(Jobs):
• 1. From the book review, list everything the reviewer says was immediately engaging.
• 2. Extract the stretch of the book review from "THE WRONG WOMAN by" through "has just disappeared.", word for word.

(Document segment):
= = = =
Monday, July 25, 2022

Review: THE WRONG WOMAN

THE WRONG WOMAN by JP Pomare (Hachette, 2022)

Reviewed by Craig Sisterson 

Reid left the small town of Manson a decade ago, promising his former Chief of Police boss he'd never return. He made a new life in the city, became a PI and turned his back on his old life for good. Now an insurance firm has offered him good money to look into a suspicious car crash, and he finds himself back in the place he grew up - home to his complicated family history, a scarring relationship breakdown and a very public career-ending incident. 

As Reid's investigation unfolds, nothing is as it seems: rumours are swirling about the well-liked young woman who was driving the car which killed her professor husband, while a second local student has just disappeared. 

As Reid veers off course from the job he has been paid to do, will he find himself in the dangerous position of taking on the town again?

After kick-starting his authorial career in remarkable fashion with four superb standalone thrillers set across a variety of Australian and New Zealand locations, award-winning Ngā Puhi storyteller JP Pomare now immerses readers in a small-town America with his latest novel THE WRONG WOMAN.

This is a fascinating, page-whirring read as Pomare underlines his talents while giving his own fresh twists to the 'prodigal son returns' tropes that aren't uncommon in small-town and rural noir. I was immediately drawn in by not only the premise and plot, but the characters and sense of place. While Pomare can't be as familiar with small-town America as he is with the settings of his first few novels, he crafts a vivid sense of people and place that adds to the twists and turns of the story.
= = = =
(Point annotation records)
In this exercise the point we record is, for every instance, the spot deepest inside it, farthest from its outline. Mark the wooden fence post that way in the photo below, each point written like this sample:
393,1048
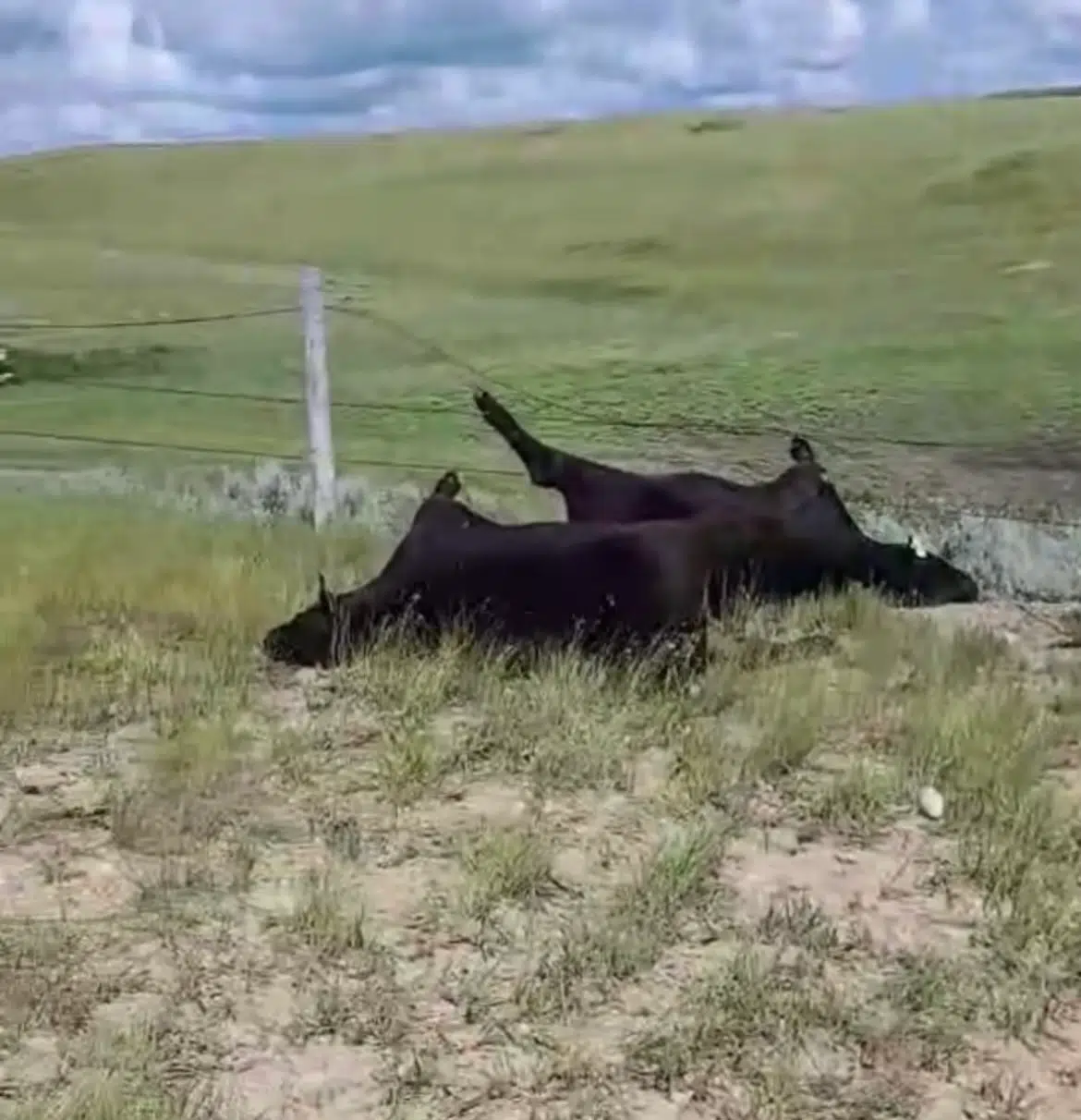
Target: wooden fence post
317,396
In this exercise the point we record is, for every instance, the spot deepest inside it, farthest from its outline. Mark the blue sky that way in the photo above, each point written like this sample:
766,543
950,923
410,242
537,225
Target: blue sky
90,70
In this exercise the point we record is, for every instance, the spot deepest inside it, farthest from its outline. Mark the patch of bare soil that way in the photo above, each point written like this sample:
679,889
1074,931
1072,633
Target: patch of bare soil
418,891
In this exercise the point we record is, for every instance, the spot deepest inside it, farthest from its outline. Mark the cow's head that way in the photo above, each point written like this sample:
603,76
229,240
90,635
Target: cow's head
315,637
921,578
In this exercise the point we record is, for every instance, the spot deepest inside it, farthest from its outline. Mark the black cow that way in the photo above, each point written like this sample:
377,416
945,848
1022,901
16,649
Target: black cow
802,496
612,590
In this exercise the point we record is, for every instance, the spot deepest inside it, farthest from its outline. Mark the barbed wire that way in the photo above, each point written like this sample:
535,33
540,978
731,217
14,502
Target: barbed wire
183,321
146,444
480,378
149,444
686,426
= = = =
(Solutions in order):
• 1.
- The premise
- The plot
- The characters
- The sense of place

• 2.
THE WRONG WOMAN by JP Pomare (Hachette, 2022)

Reviewed by Craig Sisterson 

Reid left the small town of Manson a decade ago, promising his former Chief of Police boss he'd never return. He made a new life in the city, became a PI and turned his back on his old life for good. Now an insurance firm has offered him good money to look into a suspicious car crash, and he finds himself back in the place he grew up - home to his complicated family history, a scarring relationship breakdown and a very public career-ending incident. 

As Reid's investigation unfolds, nothing is as it seems: rumours are swirling about the well-liked young woman who was driving the car which killed her professor husband, while a second local student has just disappeared.